§ **Data for the task**:
** Begin **

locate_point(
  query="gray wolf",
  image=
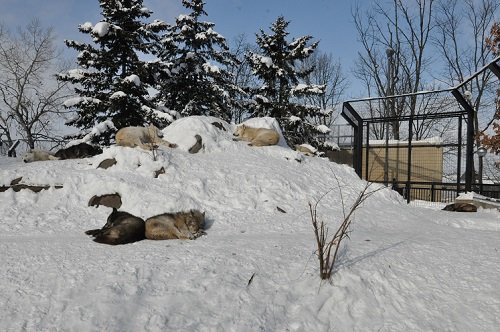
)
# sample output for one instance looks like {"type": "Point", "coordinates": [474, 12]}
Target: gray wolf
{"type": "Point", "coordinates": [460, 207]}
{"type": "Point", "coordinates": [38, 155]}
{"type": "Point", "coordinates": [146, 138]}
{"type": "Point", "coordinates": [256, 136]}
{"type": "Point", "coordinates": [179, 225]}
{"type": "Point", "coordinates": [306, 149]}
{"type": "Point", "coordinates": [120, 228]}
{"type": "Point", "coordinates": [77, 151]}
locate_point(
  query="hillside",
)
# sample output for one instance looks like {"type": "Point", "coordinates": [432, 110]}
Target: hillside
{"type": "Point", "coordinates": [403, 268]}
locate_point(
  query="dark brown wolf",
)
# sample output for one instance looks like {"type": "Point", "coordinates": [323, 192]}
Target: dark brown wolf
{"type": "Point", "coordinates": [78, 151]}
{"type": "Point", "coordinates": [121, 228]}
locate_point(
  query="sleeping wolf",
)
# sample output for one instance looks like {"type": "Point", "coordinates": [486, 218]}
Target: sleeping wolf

** End **

Convert all the rows above into a JSON array of strings with one string per line, skipping blank lines and leaving the pictures out.

§ **Answer to the exercise**:
[
  "locate_point(",
  "  query=\"gray wolf\",",
  "  image=",
  ")",
  "# sample output for one instance looks like {\"type\": \"Point\", \"coordinates\": [474, 12]}",
  "Target: gray wolf",
  "{\"type\": \"Point\", \"coordinates\": [460, 207]}",
  "{\"type\": \"Point\", \"coordinates\": [38, 155]}",
  "{\"type\": \"Point\", \"coordinates\": [146, 138]}",
  "{\"type\": \"Point\", \"coordinates\": [256, 136]}",
  "{\"type\": \"Point\", \"coordinates\": [179, 225]}",
  "{\"type\": \"Point\", \"coordinates\": [306, 149]}",
  "{\"type\": \"Point\", \"coordinates\": [120, 228]}",
  "{\"type\": \"Point\", \"coordinates\": [77, 151]}",
  "locate_point(",
  "  query=\"hillside\",",
  ")",
  "# sample output for one instance looks like {\"type\": \"Point\", \"coordinates\": [432, 110]}",
  "Target: hillside",
  "{\"type\": \"Point\", \"coordinates\": [403, 268]}",
  "locate_point(",
  "  query=\"dark brown wolf\",",
  ")",
  "# sample output for one instance looks like {\"type\": \"Point\", \"coordinates\": [323, 192]}",
  "Target: dark brown wolf",
  "{\"type\": \"Point\", \"coordinates\": [78, 151]}",
  "{\"type\": \"Point\", \"coordinates\": [121, 228]}",
  "locate_point(",
  "  query=\"sleeping wolf\",",
  ")",
  "# sample output for one instance looks like {\"type\": \"Point\", \"coordinates\": [486, 218]}",
  "Target: sleeping wolf"
]